EXTRACT PROVIDED START
Sensitive drug resistance testing has revealed that drug resistance emerges in the majority of women exposed to single-dose nevirapine (sdNVP), raising concern for future treatment responses. We examined sdNVP-associated mutations by bulk sequencing and sensitive real-time PCR to determine variant levels and patterns associated with poor treatment response.
METHODS: Viral RNA from 162 sdNVP-exposed and 265 sdNVP-unexposed Zambian women were baselinetested for nevirapine-associated mutations prior to beginning nevirapine/efavirenz-based antiretroviral therapy. Bulk sequencing evaluated reverse transcriptase codons 1-251 and real-time PCR screened only sdNVP-exposed women for K103N, V106M, Y181C and G190A. Presence of baseline majority and/or minority mutations and time since sdNVP exposure were assessed against treatment failure (VL>400 copies/ml) at 24 or 48 weeks.
EXTRACT PROVIDED END
*WORK ITEM A*
List the mutations that the passage on single-dose nevirapine resistance says real-time PCR screened for.
*WORK ITEM B*
Continue the passage on single-dose nevirapine resistance from its final sentence.
The records that come after this passage are not needed for anything asked here.
MATERIAL SUPPLIED START
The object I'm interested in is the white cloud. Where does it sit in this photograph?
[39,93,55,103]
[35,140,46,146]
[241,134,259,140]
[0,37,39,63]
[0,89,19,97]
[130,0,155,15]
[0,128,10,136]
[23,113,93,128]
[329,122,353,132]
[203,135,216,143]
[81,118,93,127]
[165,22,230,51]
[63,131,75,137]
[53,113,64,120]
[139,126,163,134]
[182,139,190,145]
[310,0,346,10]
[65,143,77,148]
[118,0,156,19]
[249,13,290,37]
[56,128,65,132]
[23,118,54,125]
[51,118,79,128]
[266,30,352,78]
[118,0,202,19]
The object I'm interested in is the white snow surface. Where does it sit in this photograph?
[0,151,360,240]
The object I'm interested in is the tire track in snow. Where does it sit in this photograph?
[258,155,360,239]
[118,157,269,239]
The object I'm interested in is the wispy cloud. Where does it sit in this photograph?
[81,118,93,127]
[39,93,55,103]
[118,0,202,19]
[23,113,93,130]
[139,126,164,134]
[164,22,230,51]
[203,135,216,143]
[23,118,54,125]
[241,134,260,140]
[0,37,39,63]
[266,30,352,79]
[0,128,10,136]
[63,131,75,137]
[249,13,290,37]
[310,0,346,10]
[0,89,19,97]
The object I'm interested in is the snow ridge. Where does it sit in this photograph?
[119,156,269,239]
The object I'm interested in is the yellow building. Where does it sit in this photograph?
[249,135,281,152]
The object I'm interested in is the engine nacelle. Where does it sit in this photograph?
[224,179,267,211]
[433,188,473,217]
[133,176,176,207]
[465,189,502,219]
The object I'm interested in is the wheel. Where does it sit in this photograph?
MATERIAL SUPPLIED END
*EXERCISE RESULT A*
K103N, V106M, Y181C, G190A

*EXERCISE RESULT B*
RESULTS: Bulk sequencing detected 15 mutations in 13 (5%) sdNVP-unexposed women, including four A98G, four V179D, two K101E, two K103N, and one each of V106M, V108I and G190A. Twenty-eight (17.5%) sdNVP-exposed women had sequence-detectable mutations: 20 at <6 months, one between 7 and 12 months, and seven >12 months after exposure (χ2 trend P<0.0001). Sensitive testing detected variants of the four mutations assayed in 53/162 (33%) sdNVP-exposed women. SdNVP-exposed women with no detectable or only minority baseline mutations responded similarly to therapy (27% versus 18% failure; P=0.3). Among women with a sequence-detectable mutation at baseline, only 1/13 (0.8%) sdNVP-unexposed women experienced failure compared with 13/24 (54%) exposed women (P=0.01). For this latter group, the association with failure was strengthened by the subsets who also had minority mutations (8/13 failed) and those with A98G (3/4 failed). The four sdNVP-unexposed women with A98G did not experience failure. SdNVP-exposed women without detectable mutations were 1.8x more likely to fail than sdNVP-unexposed women (27% versus 15%; P=0.01). Regardless of detectable resistance, virological failure was greater (40%) when treatment was initiated <6 months after sdNVP (27% 7-12 months and 22% >12 months; χ2 trend P=0.03).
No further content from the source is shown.